— Task directions —
Please copy exactly the lines that begin with the one containing "For every instance of the row" and end with the last line of the entries.

[Stored records]
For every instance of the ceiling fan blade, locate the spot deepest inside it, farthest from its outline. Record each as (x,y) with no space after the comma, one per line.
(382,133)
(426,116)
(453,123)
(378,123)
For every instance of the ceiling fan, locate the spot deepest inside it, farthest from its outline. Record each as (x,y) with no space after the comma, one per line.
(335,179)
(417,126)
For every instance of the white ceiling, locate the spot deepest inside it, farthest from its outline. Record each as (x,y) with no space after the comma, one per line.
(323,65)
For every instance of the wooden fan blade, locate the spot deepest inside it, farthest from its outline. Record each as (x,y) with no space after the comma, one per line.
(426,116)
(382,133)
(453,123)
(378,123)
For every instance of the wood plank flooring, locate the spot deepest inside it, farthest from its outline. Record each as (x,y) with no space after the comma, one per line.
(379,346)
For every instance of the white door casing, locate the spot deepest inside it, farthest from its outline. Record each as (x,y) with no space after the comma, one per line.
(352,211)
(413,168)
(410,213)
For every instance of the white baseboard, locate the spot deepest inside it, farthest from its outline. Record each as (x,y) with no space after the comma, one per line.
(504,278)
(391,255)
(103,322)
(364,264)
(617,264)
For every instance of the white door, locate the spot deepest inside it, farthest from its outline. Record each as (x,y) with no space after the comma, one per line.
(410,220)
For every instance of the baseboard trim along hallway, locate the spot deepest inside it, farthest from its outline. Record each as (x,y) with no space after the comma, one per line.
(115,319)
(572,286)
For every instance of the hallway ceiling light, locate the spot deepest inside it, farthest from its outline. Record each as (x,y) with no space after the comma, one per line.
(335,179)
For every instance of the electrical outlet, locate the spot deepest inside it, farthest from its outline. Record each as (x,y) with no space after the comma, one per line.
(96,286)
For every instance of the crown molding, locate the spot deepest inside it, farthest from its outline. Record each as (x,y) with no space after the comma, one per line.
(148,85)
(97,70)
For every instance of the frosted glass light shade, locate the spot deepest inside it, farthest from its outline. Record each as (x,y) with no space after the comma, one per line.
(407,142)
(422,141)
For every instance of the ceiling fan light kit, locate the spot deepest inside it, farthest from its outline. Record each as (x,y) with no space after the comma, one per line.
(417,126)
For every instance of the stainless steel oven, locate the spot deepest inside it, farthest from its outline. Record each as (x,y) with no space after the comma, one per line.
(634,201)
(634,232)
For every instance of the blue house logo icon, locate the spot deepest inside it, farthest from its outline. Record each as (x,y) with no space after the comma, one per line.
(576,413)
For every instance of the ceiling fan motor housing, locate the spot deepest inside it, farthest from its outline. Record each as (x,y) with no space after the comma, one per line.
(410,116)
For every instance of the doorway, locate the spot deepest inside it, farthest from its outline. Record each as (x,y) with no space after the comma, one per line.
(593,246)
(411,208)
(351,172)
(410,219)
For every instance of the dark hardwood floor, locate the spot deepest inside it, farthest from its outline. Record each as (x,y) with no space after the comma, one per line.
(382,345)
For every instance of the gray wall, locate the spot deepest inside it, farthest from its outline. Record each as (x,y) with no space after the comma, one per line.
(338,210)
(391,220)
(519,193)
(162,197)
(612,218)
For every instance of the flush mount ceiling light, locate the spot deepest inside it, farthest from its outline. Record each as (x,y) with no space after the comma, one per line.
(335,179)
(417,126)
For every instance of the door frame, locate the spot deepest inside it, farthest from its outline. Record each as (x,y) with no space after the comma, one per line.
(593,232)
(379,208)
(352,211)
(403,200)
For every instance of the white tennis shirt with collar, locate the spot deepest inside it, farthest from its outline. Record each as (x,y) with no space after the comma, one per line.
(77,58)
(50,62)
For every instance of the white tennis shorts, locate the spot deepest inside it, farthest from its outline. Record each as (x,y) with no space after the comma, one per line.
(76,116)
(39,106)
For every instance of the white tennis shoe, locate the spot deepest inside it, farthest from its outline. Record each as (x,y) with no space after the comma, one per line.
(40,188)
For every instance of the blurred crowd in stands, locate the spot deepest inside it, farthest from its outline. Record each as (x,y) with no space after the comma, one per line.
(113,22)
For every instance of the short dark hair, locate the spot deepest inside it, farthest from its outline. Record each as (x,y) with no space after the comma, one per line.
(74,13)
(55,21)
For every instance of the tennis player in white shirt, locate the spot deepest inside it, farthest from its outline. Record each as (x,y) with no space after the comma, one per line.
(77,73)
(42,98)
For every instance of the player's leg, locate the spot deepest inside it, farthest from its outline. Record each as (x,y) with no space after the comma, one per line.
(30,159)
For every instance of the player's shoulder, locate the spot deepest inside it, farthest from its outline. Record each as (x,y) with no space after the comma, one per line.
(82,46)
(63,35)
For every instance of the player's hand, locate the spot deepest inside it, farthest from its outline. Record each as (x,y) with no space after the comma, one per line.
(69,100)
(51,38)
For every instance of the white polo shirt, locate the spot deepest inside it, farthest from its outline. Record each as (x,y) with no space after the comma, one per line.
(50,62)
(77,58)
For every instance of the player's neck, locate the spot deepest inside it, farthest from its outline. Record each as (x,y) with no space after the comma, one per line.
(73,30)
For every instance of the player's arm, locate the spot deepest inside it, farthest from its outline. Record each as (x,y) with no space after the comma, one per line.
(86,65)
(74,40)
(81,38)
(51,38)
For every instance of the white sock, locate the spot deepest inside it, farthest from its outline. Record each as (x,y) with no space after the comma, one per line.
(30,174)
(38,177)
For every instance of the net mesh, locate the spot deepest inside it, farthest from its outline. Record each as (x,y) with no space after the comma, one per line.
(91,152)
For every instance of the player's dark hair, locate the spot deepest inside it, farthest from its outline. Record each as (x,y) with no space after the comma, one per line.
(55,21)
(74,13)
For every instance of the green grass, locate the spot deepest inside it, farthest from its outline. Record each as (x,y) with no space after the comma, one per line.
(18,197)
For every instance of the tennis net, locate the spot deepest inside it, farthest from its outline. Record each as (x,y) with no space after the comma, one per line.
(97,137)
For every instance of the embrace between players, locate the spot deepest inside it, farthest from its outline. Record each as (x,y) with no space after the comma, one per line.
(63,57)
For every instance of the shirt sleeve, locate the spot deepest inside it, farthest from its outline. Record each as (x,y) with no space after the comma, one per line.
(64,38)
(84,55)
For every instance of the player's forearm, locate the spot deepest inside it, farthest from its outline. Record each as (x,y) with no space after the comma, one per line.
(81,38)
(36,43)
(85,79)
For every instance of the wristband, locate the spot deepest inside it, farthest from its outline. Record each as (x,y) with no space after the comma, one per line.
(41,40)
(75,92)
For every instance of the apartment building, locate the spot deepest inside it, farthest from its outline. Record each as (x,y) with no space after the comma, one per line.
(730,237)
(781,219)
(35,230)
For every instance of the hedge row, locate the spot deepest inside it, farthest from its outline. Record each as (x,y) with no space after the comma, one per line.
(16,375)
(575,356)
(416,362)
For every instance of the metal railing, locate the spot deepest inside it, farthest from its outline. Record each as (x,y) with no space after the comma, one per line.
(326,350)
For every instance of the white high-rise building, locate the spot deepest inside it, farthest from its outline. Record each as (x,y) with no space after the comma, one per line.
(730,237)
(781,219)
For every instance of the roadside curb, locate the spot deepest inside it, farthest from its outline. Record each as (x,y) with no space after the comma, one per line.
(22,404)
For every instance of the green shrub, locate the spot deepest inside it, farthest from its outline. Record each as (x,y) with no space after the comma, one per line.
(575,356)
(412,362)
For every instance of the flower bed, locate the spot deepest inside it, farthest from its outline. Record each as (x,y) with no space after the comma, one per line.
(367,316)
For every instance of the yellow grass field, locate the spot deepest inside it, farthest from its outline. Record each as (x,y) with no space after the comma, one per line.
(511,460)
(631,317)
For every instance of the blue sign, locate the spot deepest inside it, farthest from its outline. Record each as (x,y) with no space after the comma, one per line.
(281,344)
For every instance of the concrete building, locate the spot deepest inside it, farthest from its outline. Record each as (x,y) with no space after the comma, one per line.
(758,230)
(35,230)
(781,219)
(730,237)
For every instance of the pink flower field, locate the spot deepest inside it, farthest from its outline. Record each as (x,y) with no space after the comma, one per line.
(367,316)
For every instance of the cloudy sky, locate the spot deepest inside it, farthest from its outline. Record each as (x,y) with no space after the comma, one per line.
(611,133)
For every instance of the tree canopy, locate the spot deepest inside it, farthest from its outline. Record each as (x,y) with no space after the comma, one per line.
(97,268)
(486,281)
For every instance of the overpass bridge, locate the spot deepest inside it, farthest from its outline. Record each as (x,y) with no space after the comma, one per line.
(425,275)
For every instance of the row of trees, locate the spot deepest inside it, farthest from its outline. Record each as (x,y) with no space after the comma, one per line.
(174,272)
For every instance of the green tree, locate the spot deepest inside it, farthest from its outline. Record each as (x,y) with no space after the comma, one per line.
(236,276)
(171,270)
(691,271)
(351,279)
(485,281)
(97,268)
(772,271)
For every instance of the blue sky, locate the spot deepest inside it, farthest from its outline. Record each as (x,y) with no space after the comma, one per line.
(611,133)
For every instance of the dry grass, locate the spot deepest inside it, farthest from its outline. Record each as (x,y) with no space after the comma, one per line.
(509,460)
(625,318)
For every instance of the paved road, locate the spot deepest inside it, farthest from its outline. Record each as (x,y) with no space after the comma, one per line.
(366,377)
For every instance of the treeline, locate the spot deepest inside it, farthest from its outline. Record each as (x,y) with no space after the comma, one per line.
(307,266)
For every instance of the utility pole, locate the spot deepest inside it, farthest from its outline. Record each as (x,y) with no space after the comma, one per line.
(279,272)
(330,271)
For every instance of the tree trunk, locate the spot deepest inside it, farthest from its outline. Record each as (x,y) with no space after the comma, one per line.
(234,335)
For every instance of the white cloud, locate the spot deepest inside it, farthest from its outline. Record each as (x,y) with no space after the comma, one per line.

— Complete answer —
For every instance of the row of trees, locate the spot deepest inside it, farthest from its outline. Record each as (x,y) with no space after the comma, one per line.
(174,272)
For every instance of the green tree, locate the spot deepest inside it, farthest from its outline. Record each as (x,y) with no space after the comma, one per line.
(236,276)
(171,270)
(691,271)
(351,279)
(485,281)
(97,268)
(772,271)
For every instance of the blue sky, locate the spot deepest inside it, farthest from its outline. Record each as (x,y) with no space after the comma, one per line.
(611,133)
For every instance of the dry grass, locate the spot deepest inside it, farthest from its outline. Record each as (x,y) with no space after the comma, one per line.
(509,460)
(625,318)
For every instance of the paved road, locate the spot deepest inside it, farthest from its outline. Record each as (x,y) with no space after the comma, one per line.
(366,377)
For every instance of the treeline, locate the spot deepest inside it, farthest from its outline. Record each as (x,y) with no space after the comma, one per line.
(307,266)
For every instance of the utility pole, locate the spot deepest inside it, farthest from its outline. Record each as (x,y) with no space after the comma, one per line.
(279,272)
(330,271)
For every instance of the tree trunk, locate the spot deepest inside it, farthest from its outline. Record each as (x,y) with no space after the comma, one per line.
(234,335)
For every instance of the white cloud, locate the spot deepest inside it, farthest from its outline. Record each as (x,y) with no space after the comma, one per line.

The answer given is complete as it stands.